The task: Render each line of the listing below as a Markdown table with the columns Row and Entry, numbering the rows in order and leaving out blank lines.

Task data:
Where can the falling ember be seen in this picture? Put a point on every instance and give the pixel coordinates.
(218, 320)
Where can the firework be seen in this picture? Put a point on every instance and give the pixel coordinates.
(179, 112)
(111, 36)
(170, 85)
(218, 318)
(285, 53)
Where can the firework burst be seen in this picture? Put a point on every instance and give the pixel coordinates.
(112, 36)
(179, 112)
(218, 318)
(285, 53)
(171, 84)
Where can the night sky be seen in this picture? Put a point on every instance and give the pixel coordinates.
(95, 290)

Reply to the exercise:
| Row | Entry |
|---|---|
| 1 | Where can the falling ember be seen in this picture? Put a point on every instance and give the pixel coordinates. |
| 2 | (218, 320) |
| 3 | Where can the firework be seen in this picture? Put a point on every instance and give the pixel coordinates. |
| 4 | (179, 112) |
| 5 | (111, 36) |
| 6 | (170, 85) |
| 7 | (218, 318) |
| 8 | (285, 53) |
| 9 | Where can the firework burst be seen in this picture? Put a point on every instance and give the pixel coordinates. |
| 10 | (112, 36) |
| 11 | (179, 112) |
| 12 | (218, 318) |
| 13 | (285, 53) |
| 14 | (171, 84) |
| 15 | Where can the night sky be seen in this picture? Put a point on every instance and give the pixel coordinates. |
| 16 | (95, 290) |